Verilen Metin:
Memleketimizi yönetmeye tâlip olan siyâsî partilerin giderek iki cenâhta kümeleştiğini müşâhede ediyoruz. Ve farketmemiz gereken hakîkat ise; bu cenâhların birinde İslâm ve dîne taraftarlık ziyâde iken, diğerinde İslâm ve dîn aleyhtârının ziyâde olduğudur.

Her seçim döneminde olduğu gibi başta sosyal medya olmak üzere yapılan paylaşımlar ve bunlara gelen tenkîdler ve bâzı sivil toplum kuruluşlarından yapılan yazılı açıklamalar ve ilişkilendirdikleri gerekçeler ve gerekçeleri üzerinden vardıkları hükümlere kadar çok şeylere şâhid oluyoruz.

Evet, dîni ve mânevî hizmetlerde dost-düşman tefrîk edilmez, kim gelse dinleyebilir, ihtiyâcı olana yardım edilir. Amma velâkin, bir İslâm memleketini ve içindeki mukaddesâtı ve Müslümanların haklarını ve dîni inanç ve hürriyetlerini kimlerin eline emânet edileceğinin tavsiyesini ve sakındırmasını yapmak da, yine bu memleketin mânevî önderlerine düşer ve milleti aydınlatmak ve nasihatte bulunmak onların üzerine birer mes’ûliyettir.

Böylesi bir nasîhatin yâhûd sakındırmanın, bundan küsecek ve darılacak olanların îmân hakîkatlerinden istifâde etmelerine perde olur düşünülmesi, ‘her zaman def’i şerr, celb-i nef’a râcihdir’ kâidesine ters düşüyor. Zirâ, meçhûle karşı hakîkat mukaddemdir. Eğer zarar veya şerr, içinde oturduğun kalenin selâmetine, umûm milletin ve İslâmiyetin mukadderâtına sirâyet edecek nitelikte ise, o şerr’in def’i, herşeyden evvel ve en öncelikli olur.

Verilen Malzeme:

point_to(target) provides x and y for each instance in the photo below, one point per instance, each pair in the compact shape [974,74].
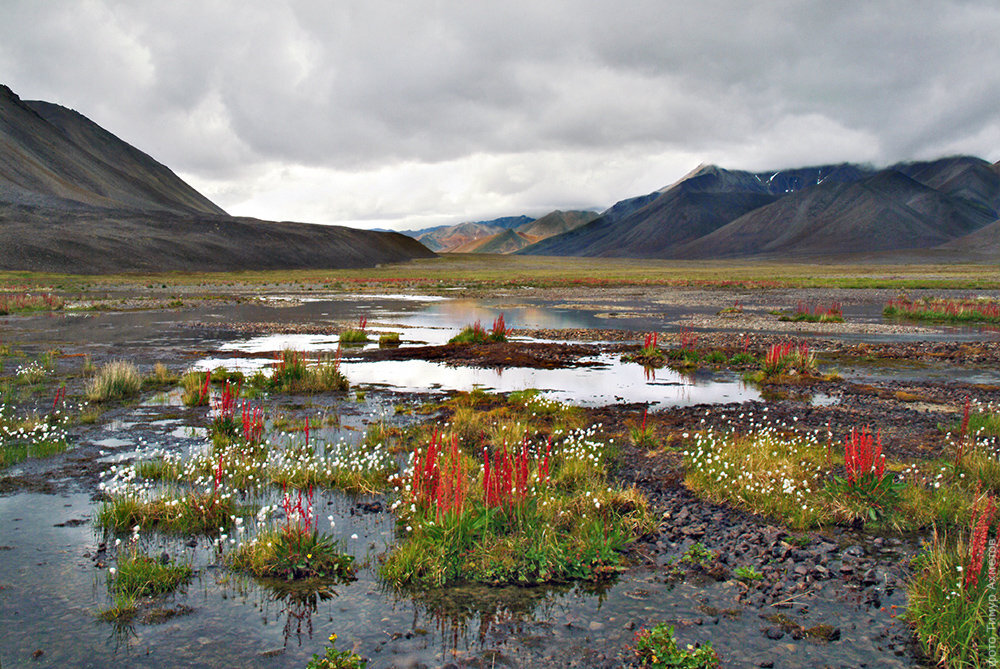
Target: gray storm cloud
[404,113]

Yapılacak Alıştırmalar:
a) Siyasi partiler hakkındaki metinde yer alan "Zirâ, meçhûle karşı hakîkat mukaddemdir." cümlesini İngilizceye çevirin.
b) Siyasi partiler hakkındaki metne göre, milleti aydınlatmak ve nasihatte bulunmak kimlerin üzerine birer mes'ûliyettir?
c) Siyasi partiler hakkındaki metni kaldığı yerden sürdürün.
Satırlar başka bir kaynaktan alınmıştır.

Alıştırma Cevapları:
a) For the truth takes precedence over the unknown.

b) Bu memleketin mânevî önderlerinin üzerine.

c)
Mukaddesâtı muhâfaza kasdıyla, dîne ve mânevî hizmetlere gelecek zarârlara işâret etmek; umûm milletin ve nesl-i âtînin haklarını ve âhiretlerini muhâfaza ve mücâhede-i dîniye de gayret gösterenlerin semerelerini hıfz ve dînî istikâmetin selâmeti için ehline farzdır. 

Hem, Allah’ın Rasûlü (ﷺ) buyuruyor ki: “Ameller, niyetlere göredir. Herkes yaptığı işin karşılığını niyetine göre alır.” (Sahîh-i Buhârî, Kitâbu Bedi’l-Vahy)

Başta Kur’ân-ı Azîmü’ş-Şân ve kutub-u hadîsiye olmak üzere, Risâle-i Nûr muhteviyâtı ve Bedîüzzaman Hazretlerinin ef’âli, akvâli; bize nasıl hareket etmemiz gerektiğini gösteriyor.

Kardeşlerim, siyâset yapmak başka birşey, partizanlık yapmak daha başka birşey, tavsiye etmek veya sakındırmak ise bambaşka birşeydir. Bunların birbiriyle iltibâs edilmesi (karıştırılması, yer değiştirilmesi) sağlıklı olmayan reaksiyonlara veya davranışlara sebebiyet veriyor.

Bunların ilk ikisi ile hiçbir şekilde iştigâlimiz yoktur. Ne siyâset ile iştigâl etmek ve buna zamân ayırmak, ne de partizanlık derecesinde bir taraftarlık hâli içinde olmak; mânevî hizmetlerle iştigâl edenlere abestir, zarârdır.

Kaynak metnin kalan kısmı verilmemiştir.